** start of Raw records **

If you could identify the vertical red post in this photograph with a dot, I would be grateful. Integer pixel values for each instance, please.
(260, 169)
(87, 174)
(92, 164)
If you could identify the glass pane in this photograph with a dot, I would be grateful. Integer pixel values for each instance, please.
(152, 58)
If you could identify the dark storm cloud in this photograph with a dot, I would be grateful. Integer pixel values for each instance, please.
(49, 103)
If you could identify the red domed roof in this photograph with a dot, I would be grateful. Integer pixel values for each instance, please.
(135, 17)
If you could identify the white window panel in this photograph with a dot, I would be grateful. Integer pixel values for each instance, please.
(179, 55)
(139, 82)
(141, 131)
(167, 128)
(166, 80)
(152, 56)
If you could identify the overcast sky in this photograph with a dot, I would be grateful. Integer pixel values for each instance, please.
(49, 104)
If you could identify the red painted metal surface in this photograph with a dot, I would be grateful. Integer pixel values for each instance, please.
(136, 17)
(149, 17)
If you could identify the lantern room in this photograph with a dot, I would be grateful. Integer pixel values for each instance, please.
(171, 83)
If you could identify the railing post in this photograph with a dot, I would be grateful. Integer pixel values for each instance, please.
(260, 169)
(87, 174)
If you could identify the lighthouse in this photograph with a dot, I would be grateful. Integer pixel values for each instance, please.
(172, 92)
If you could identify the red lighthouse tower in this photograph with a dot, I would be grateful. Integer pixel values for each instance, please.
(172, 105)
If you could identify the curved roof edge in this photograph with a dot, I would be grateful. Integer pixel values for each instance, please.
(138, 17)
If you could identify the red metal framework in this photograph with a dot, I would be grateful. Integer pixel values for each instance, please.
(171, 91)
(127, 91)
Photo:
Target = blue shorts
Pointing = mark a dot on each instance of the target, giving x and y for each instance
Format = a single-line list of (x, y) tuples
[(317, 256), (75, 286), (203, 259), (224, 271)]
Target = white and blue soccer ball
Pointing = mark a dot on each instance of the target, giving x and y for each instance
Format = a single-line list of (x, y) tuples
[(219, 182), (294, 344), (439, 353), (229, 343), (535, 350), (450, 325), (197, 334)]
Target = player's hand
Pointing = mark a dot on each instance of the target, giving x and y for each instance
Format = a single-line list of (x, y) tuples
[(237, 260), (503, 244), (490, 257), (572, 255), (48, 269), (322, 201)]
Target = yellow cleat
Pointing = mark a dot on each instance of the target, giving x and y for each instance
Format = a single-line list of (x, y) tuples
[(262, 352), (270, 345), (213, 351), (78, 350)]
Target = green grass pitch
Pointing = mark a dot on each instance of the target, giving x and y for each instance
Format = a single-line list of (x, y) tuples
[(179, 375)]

** end of Raw records **

## Challenge
Extract every one of the records above and reproduce each line word for word, in its original order.

## Response to this exercise
If you could identify the vertical red post in this photograph with a dot, I would be grateful. Integer pixel values for each instance, please.
(260, 169)
(87, 174)
(92, 164)
If you could identify the glass pane in this photograph with a dot, I would be grateful. Integer pixel values for each instance, please.
(152, 58)
If you could identify the dark storm cloud in this photograph with a dot, I would be grateful. Integer pixel values for each instance, please.
(49, 103)
If you could identify the red domed roof in this photograph with a dot, I would be grateful. Integer pixel values for each instance, please.
(135, 17)
If you could identify the white window panel in this photograph with a dot, I would be grateful. Integer pixel values for each instance, please.
(179, 55)
(139, 82)
(141, 131)
(167, 128)
(166, 80)
(152, 56)
If you could identify the overcast sky in this photograph with a dot, I would be grateful. Integer pixel values for each instance, please.
(49, 104)
If you could identify the red painted metal surface in this photograph with a dot, I would be grateful. Integer pixel values for each instance, please.
(136, 17)
(149, 17)
If you could identify the lantern room in this photograph with a dot, I would be grateful. Integer pixel values for each instance, please.
(171, 83)
If you could identify the railing post in this photograph with a dot, I would be grateful. Integer pixel values for each instance, please.
(260, 169)
(87, 174)
If you could identify the lighthouse in this photograph with a dot, I would be grateful. Integer pixel values for each instance, please.
(172, 92)
If you could identify the red lighthouse tower in this photograph with a dot, I would be grateful. Integer pixel values for each instance, please.
(172, 105)
If you could identify the curved roof edge in this photograph with a dot, I would be grateful. Integer pixel values for each instance, please.
(138, 17)
If you could identify the red metal framework in this photograph with a dot, I would be grateful. Integer pixel values for each instance, please.
(171, 91)
(127, 91)
Photo:
Target = blue shorts
Pointing = mark a dot on each instance of the target, giving x and y for each instance
Format = a single-line list of (x, y) tuples
[(317, 256), (75, 286), (203, 259), (224, 271)]
Target = white and blue soccer ball
Pointing = mark a dot on each instance of the target, giving x and y for each instance
Format = a single-line list of (x, y) tuples
[(219, 182), (294, 344), (439, 353), (229, 343), (535, 350), (450, 325), (197, 334)]
Target = player's hand
Pointing = mark a dot on each instance of the target, giving x and y for each instance
Format = a single-line list of (x, y) tuples
[(237, 260), (503, 244), (490, 257), (572, 255), (48, 269), (322, 201)]
Target = yellow cleat
Pointing = mark a dot on each instance of the target, giving x and y for each instance
Format = a single-line list of (x, y) tuples
[(262, 352), (270, 345), (213, 351), (78, 350)]
Target = green grass pitch
Pointing = mark a dot on each instance of the target, giving x and y for each instance
Format = a single-line list of (x, y) tuples
[(179, 375)]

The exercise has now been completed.